> _Document passage_:
((
By Merle Bertrand | October 18, 1999

Anne (Nathalie Richard) hasn’t been out of her house in a year; ever since the accident which claimed part of her leg. Not coincidentally, it’s also been about a year since she and her stick-in-the-mud husband Donnie (Daniel Aukin) have made love. When Iris (Sarah Adler), Anne’s half sister arrives for an extended visit, she’s not so much a breath of fresh air as a gust who does her best to blow out the repressed and gloomy atmosphere suffocating her beloved sister. I’m always suspicious of films with a running time of under 80 minutes because most usually feel padded to stretch long enough to qualify as a feature. “Afraid of Everything” is no exception, although it’s nonetheless a decent exercise in minimalist filmmaking. Probably 90% of David Barker’s simmering black and white film takes place in Anne and Donnie’s apartment with only some combination of the three principles on screen. This leads to a nicely appropriate touch of claustrophobia as well as ratchets up the repressed sexual tension between Donnie and a subtly but mercilessly flirtatious Iris.
With the proverbial lid clamped down on this primed for drama threesome, “Afraid of Everything” could have built to a powerful and explosive conclusion. You keep waiting for the pot to boil over, but it never does. Instead, Barker lets the steam vent out all too easily and the film falls flat in the end as a result.
))
> _What you need to do_:
**a)** According to the film review, how long has Anne gone without leaving her house?
**b)** Do these statements agree with the film review? Answer yes or no for each, quoting the words that decide it.
(i) Iris is Anne's half sister.
(ii) The film is shot in color.
(iii) The film builds to an explosive ending.
**c)** Reproduce the film review from "With the proverbial" up to and including "as a result.".
The data has nothing to do with the film review.

> _Exercise data_:
((
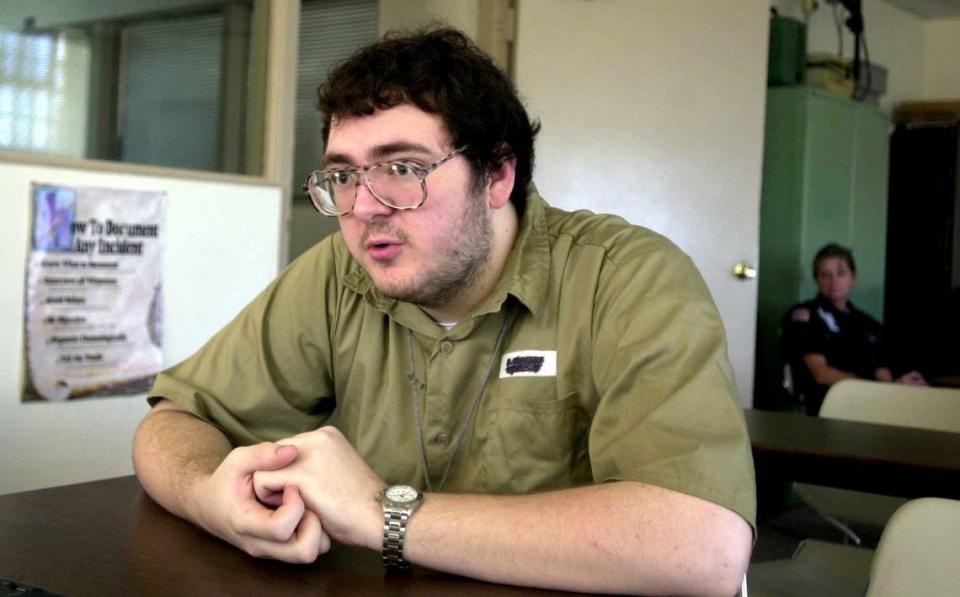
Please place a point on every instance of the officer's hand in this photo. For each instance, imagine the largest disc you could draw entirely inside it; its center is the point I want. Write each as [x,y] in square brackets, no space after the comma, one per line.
[227,507]
[335,483]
))
> _Results for each task_:
**a)** A year.

**b)**
(i) Yes: "Iris (Sarah Adler), Anne’s half sister"
(ii) No: "David Barker’s simmering black and white film"
(iii) No: "You keep waiting for the pot to boil over, but it never does."

**c)**
With the proverbial lid clamped down on this primed for drama threesome, “Afraid of Everything” could have built to a powerful and explosive conclusion. You keep waiting for the pot to boil over, but it never does. Instead, Barker lets the steam vent out all too easily and the film falls flat in the end as a result.